[Photo-based referring expression data]
▼▼▼

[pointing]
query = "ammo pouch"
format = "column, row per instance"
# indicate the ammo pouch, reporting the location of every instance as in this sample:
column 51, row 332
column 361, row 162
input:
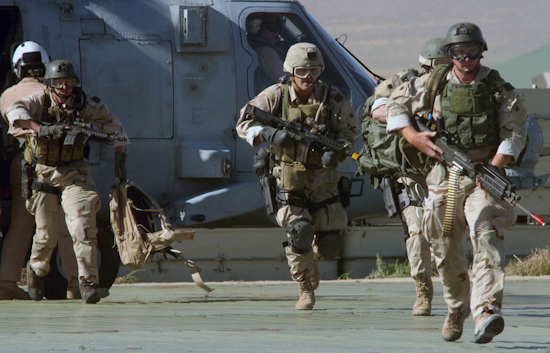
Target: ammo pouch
column 387, row 185
column 293, row 176
column 344, row 189
column 141, row 228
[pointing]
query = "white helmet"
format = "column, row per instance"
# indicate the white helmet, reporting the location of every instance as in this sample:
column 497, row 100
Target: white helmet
column 29, row 55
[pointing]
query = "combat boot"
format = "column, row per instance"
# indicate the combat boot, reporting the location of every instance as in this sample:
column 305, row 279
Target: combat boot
column 307, row 296
column 9, row 291
column 424, row 294
column 73, row 289
column 452, row 327
column 487, row 325
column 315, row 278
column 88, row 291
column 35, row 284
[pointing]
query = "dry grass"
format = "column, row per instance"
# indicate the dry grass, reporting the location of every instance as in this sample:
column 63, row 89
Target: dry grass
column 535, row 264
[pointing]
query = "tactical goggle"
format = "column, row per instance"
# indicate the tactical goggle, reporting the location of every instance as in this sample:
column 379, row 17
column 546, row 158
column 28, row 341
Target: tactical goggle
column 69, row 82
column 303, row 72
column 436, row 62
column 461, row 52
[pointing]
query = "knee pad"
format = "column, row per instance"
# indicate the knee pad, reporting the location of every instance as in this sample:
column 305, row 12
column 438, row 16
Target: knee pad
column 330, row 243
column 301, row 235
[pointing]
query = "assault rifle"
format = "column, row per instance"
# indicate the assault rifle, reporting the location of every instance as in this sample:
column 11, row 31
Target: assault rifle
column 299, row 131
column 489, row 177
column 81, row 127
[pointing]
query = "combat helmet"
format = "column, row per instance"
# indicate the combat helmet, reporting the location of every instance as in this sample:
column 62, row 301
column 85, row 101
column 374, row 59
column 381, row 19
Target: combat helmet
column 303, row 55
column 60, row 69
column 432, row 53
column 463, row 32
column 27, row 56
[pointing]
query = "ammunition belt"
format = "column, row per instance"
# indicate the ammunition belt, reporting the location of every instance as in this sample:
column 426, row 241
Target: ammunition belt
column 452, row 202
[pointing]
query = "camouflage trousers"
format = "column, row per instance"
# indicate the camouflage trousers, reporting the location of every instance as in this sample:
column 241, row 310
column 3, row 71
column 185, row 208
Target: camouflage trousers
column 18, row 239
column 321, row 184
column 418, row 248
column 487, row 218
column 79, row 202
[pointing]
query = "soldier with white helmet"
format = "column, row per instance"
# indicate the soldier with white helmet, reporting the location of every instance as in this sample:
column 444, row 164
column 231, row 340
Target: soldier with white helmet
column 391, row 171
column 308, row 200
column 482, row 115
column 28, row 64
column 61, row 174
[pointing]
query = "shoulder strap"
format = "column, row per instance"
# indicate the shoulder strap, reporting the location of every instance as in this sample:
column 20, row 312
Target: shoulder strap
column 286, row 98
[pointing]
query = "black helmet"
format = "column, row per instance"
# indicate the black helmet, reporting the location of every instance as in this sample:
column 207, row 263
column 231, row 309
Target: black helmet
column 59, row 69
column 464, row 32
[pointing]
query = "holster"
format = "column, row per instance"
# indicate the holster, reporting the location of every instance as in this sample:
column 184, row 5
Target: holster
column 27, row 177
column 267, row 182
column 390, row 195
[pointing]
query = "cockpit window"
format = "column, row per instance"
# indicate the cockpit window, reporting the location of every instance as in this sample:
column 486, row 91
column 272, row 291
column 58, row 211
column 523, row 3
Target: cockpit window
column 270, row 35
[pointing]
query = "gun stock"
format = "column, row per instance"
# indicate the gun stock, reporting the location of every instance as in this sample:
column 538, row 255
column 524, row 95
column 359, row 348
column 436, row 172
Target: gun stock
column 299, row 130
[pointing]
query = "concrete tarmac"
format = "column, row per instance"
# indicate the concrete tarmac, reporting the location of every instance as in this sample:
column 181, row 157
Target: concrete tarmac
column 349, row 316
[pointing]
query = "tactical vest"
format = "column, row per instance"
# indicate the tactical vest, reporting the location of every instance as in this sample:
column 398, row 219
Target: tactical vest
column 386, row 87
column 317, row 117
column 297, row 158
column 55, row 152
column 470, row 111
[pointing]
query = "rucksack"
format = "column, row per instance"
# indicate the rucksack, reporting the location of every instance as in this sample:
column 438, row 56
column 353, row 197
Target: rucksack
column 141, row 229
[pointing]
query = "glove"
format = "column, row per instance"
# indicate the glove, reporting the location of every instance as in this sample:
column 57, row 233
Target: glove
column 330, row 159
column 120, row 166
column 276, row 136
column 51, row 131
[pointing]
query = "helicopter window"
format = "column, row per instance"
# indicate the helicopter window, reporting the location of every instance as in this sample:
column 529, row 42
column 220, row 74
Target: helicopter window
column 270, row 35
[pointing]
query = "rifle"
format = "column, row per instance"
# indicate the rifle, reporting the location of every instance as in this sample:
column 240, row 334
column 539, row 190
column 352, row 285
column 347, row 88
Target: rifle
column 299, row 131
column 489, row 177
column 81, row 127
column 262, row 167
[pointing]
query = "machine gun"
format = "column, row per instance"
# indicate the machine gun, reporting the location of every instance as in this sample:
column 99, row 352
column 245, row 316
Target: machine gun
column 299, row 131
column 489, row 177
column 82, row 127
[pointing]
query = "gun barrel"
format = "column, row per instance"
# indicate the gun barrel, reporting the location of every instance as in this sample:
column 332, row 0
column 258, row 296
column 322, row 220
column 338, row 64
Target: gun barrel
column 539, row 220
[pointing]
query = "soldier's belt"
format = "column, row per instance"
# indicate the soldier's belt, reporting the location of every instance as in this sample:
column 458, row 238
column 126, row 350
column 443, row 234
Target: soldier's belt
column 42, row 187
column 312, row 207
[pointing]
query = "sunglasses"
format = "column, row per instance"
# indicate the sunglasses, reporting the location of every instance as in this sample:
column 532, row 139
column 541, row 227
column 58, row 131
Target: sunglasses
column 303, row 72
column 461, row 52
column 69, row 82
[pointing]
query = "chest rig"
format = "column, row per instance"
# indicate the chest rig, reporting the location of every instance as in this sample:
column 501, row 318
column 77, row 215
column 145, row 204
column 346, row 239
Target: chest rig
column 64, row 150
column 316, row 117
column 470, row 112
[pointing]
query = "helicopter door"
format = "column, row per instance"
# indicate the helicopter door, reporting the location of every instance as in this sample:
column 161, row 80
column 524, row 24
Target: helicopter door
column 134, row 79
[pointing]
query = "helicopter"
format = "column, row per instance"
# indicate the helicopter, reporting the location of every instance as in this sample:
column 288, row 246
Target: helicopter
column 176, row 73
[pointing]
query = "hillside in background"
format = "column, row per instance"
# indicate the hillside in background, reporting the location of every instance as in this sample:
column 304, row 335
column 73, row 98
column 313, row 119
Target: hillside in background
column 388, row 35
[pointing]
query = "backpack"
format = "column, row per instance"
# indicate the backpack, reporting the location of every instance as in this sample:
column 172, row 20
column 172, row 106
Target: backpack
column 141, row 229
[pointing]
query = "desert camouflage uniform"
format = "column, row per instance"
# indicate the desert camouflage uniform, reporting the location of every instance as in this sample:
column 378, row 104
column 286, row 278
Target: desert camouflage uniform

▲▲▲

• **Problem description**: Provide only the count of lines in the data above that include the string "uniform".

• **Response to the exercise**: 3